▶ Given task
Which lines in the items below contain the word "returning"? Collect every one of them and copy each line in full.

>> start Entries supplied

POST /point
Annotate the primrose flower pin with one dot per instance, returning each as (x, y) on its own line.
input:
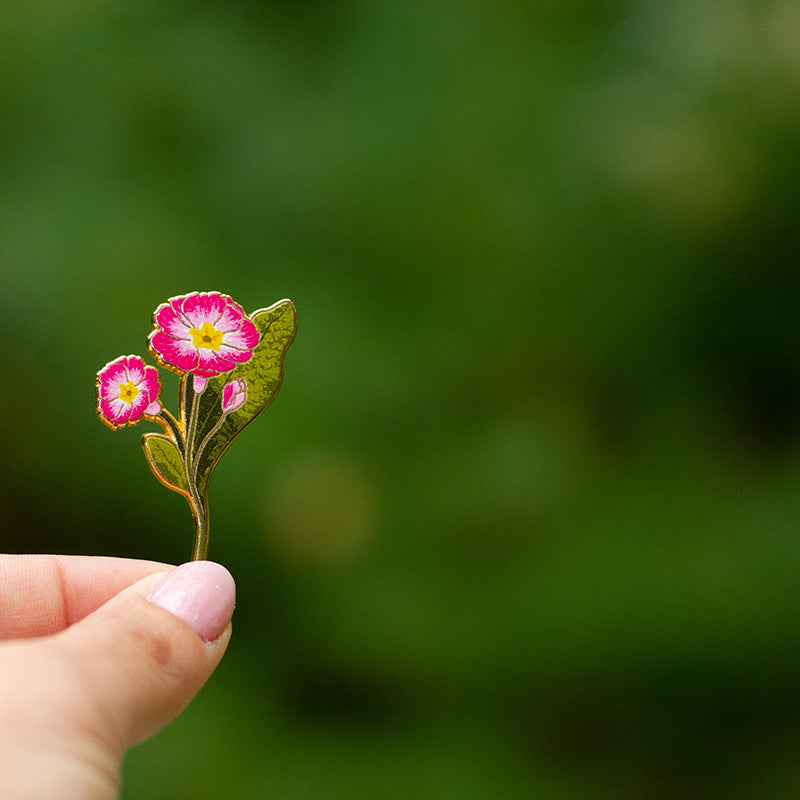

>> end Entries supplied
>> start Entries supplied

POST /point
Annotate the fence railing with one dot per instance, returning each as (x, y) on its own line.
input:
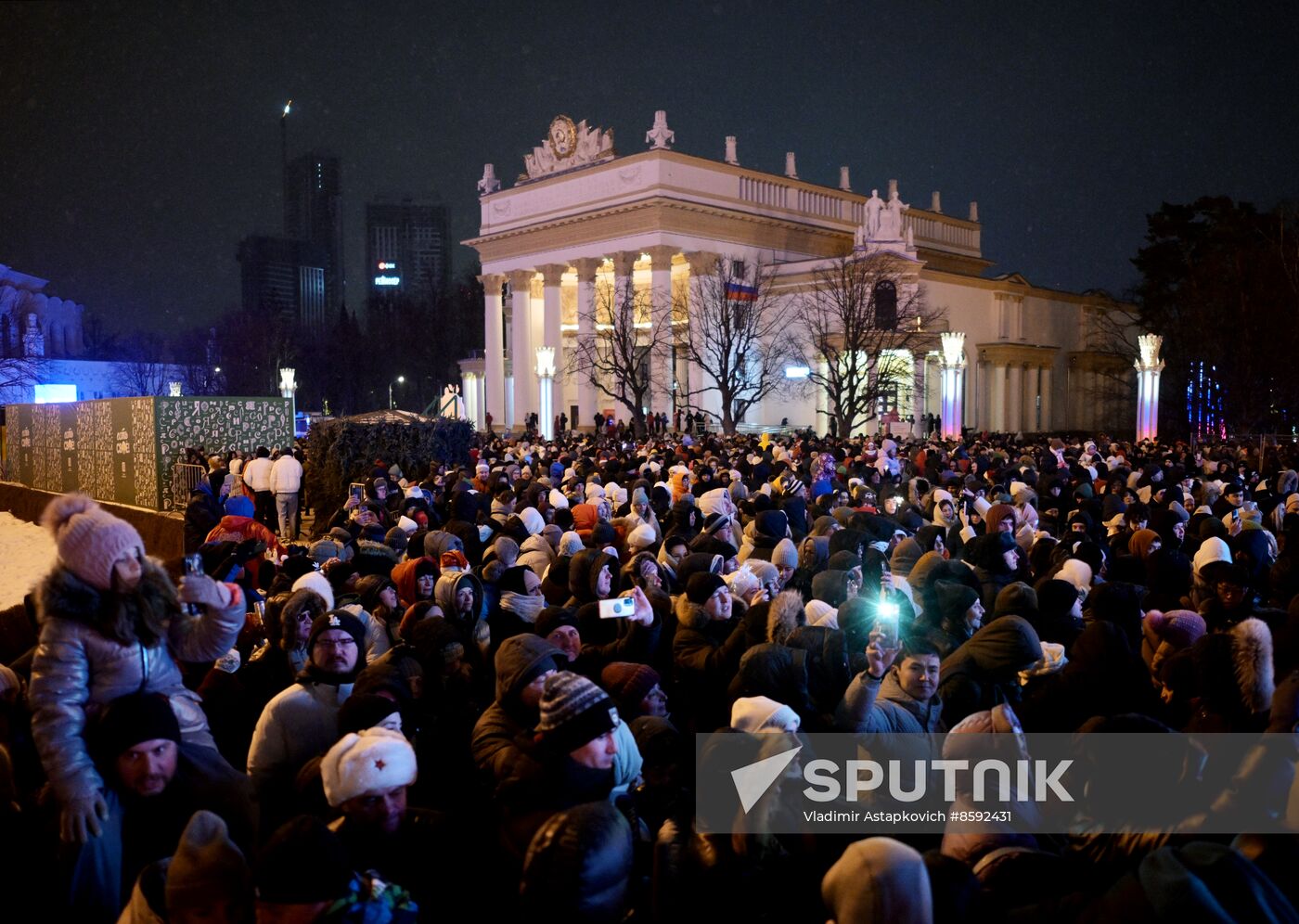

>> end Entries supplied
>> start Entries supplied

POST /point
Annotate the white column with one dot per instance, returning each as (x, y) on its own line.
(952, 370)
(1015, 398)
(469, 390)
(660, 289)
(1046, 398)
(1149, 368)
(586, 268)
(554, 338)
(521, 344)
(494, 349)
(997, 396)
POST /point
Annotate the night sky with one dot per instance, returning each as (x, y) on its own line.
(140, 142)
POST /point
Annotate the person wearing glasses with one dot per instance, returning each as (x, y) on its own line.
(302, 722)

>> end Entries supplied

▶ Exercise response
Annotate the primrose flower pin with one dot per instance, returning each as (x, y) on its own line.
Annotate the fence railing with one dot per instance, returning each as (x, y) on its own line.
Annotate the white column with one dot per instance, returning each as (x, y) on its own line.
Annotate the night sky with one dot per instance, returning each as (x, y) on its own line.
Annotate the person wearing glasses with one dot per instance, returning each as (x, y) on its own line.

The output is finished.